● Tekstfragment
***

Inherente zinsdelen
 
[ 21·3·4·3·i ]
 
1 Het vooropgeplaatste zinsdeel hoeft niet de informatieve kern van de zin te zijn, zoals in de volgende voorbeelden. Wel kan vooropplaatsing in sommige gevallen samenhangen met een soort impliciete tegenstelling (vergelijk evenals ). We ordenen de voorbeelden naargelang van de functie van het inherente zinsdeel.
    

·   Bepalingen van gesteldheid, zowel in adjectivische vorm als in de vorm van een voorzetselconstituent, bijv.:

(1) (Laten we, voor we weggaan, de kopjes even omspoelen, dan zijn ze weer schoon.) (Nou, ) schoon |zul| je die kopjes nog zo gáuw niet |krijgen|, (er zitten vieze randen aan.)
(2) (Vervolgens was het voorzitterschap aan de orde.) Tot voorzitter |bleek| de meerderheid van de bestuursleden alleen Ján |te willen benoemen.|



·   Noodzakelijke plaats- of richtingsbepalingen, bijv.:

(3) Naar Amsterdam |gaan| we pas mórgen.
(4) (Ze wilden me enige tijd naar Amerika sturen, maar) naar Amerika |ga| ik zeker niet!
(5) Op het tafeltje |lag| een hele stapel tijdschriften.



·   Bepalingen van maat (maatconstituenten), bijv.:

(6) A: (Ik denk dat het ruim twee kilo weegt.) B: Twee kilo |weegt| het beslist niet. (Weeg het maar na.)



·   Noodzakelijke bijwoordelijke bepalingen van hoedanigheid bij werkwoorden als behandelen, bejegenen, enz., bijv.:

(7) (Ze zeiden dat ze hem erg goed behandeld hadden, maar) zo goed |hebben| ze hem daar nu óók weer niet behandeld.



·   Voorzetselconstituenten als deel van een vaste verbinding zoals een werkwoordelijke uitdrukking of als equivalent van een naamwoordelijk deel komen doorgaans niet op de eerste zinsplaats voor (bijv. bij vaste verbindingen als tot stand brengen of in gebruik nemen). Zinnen als de volgende zijn evenwel niet onmogelijk:

(8) Op reis |zijn| we al láng niet meer |geweest. |
(9) (Om 10 uur werd de vergadering voortgezet.) Aan de orde |was| het voorstel tot verhoging van de omzetbelasting.

***

● Ruwe gegevens
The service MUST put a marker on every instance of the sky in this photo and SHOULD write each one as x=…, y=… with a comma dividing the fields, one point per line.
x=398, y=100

***

● Schriftelijke opdracht A
Met wat voor tegenstelling kan vooropplaatsing volgens de tekst over inherente zinsdelen soms samenhangen?
● Schriftelijke opdracht B
Schrijf de tekst over inherente zinsdelen verder na de laatste zin die er staat.

● Verwacht antwoord A
Met een soort impliciete tegenstelling.

● Verwacht antwoord B
(10) In orde |komt| het volgens mij nóóit.

Vooral in ambtelijke teksten komen voorts constructies voor als:

(11) In aanmerking |komen| alle studenten die reeds kandidaat in de letteren en wijsbegeerte zijn.



 
2 Het inherente zinsdeel op de eerste zinsplaats is informatief wel het belangrijkst in de volgende voorbeelden (vergelijk met de voorbeelden onder 1):

·   Bepalingen van gesteldheid, bijv.:

(12) Schóón |moet| je die kopjes |proberen te krijgen.| (Zomaar even omspoelen is niet voldoende!)
(13) Knalróód |hebben| ze die ramen |geschilderd. | (Hoe is het mogelijk!? Moet je dat zien!)
(14) Tot vóórzitter |wilden| ze hem |benoemen| in plaats van tot secretaris.



·   Noodzakelijke plaats- of richtingsbepalingen, bijv.:

(15) In díe boom |heeft| ze |gezeten.| (Het is haast niet te geloven.)
(16) Naar Amérika |wilde| hij |gaan|, en alleen daarnaartoe.



·   Bepalingen van maat (maatconstituenten), bijv.:

(17) Twee kílo |weegt| het | |, geen ons meer of minder!
(18) 500 fránk |heeft| dat boek me |gekost!| (En het is niet eens goed!)



·   Noodzakelijke bijwoordelijke bepalingen van hoedanigheid, bijv.:

(19) Héél goed |hebben| ze me daar |behandeld|, voortreffelijk!



·   Voorzetselconstituenten als deel van een vaste verbinding of uitdrukking (alleen met sterke nadruk), bijv.:

(20) ('t Was een erg vervelende zaak. Hoe moest hij dat nu weer aan z'n ouders uitleggen?) In z'n máág |zat| hij ermee!



·   Naamwoordelijke constituenten als deel van een vaste verbinding (bijv.

zaken doen de draak steken (met) beslag leggen (op)

, enz.) komen slechts bij uitzondering op de eerste zinsplaats voor, en meestal alleen als ze sterke nadruk hebben, bijv.:

(21) Kíppevel |krijg| je van zoiets!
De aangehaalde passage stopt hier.